**What the exercise asks:** Copy out the passage on the Odderon and eikonalization from "A positive $\delta$" to "conflicts with unitarity.".

**Provided passage:**
──────────

The case where the input is a monopole (i.e. a simple pole in the angular momentum plane) will be considered in 
\cite{dgmp} (the difference  between a monopole and a dipole is
essentially that the amplitude for the second grows with an additional power of
$\ell n s$). It is quite difficult to discriminate between these forms on general
grounds as well as phenomenologically since a reasonable or good agreement
with the data is obtained with both and the reason behind this is, presumably,
that the data are not yet asymptotic as already mentioned.
 
Some authors maintain that a perturbative large-\t term behaving like $|t|^{-4}$
(and complying with perturbative QCD requirements according to \cite{dl} is to
be added to the Odderon\footnote{We should, however, not forget that at
large-\t, the ratio $|t|/s$ is really rather small so that we are in a domain
closer to the usual Regge kinematics than to that of perturbative QCD.}.  We
believe that, when the Born amplitude is eikonalized, the rescattering
corrections implied by eikonalization should be the end of story especially for
trajectories rising slower than linearly.  Adding another term could lead to
double counting.  In \cite{dgmp} however, we will investigate for completness
the r\^ole of incorporating in the Odderon an additional large \t term.

\bigskip

{\Large \bf 3. Eikonalization procedure}

\medskip

A positive $\delta$ value (for either \pom or \odd or both) in (9)
signals a supercritical situation necessitating some kind of regularization 
(like eikonalization) to avoid conflicts with unitarity.

──────────

**Information provided:**

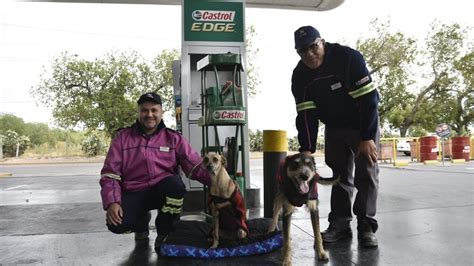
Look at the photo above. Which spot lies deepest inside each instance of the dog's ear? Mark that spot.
(223, 161)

──────────

**Solution to this problem:**
A positive $\delta$ value (for either \pom or \odd or both) in (9)
signals a supercritical situation necessitating some kind of regularization 
(like eikonalization) to avoid conflicts with unitarity.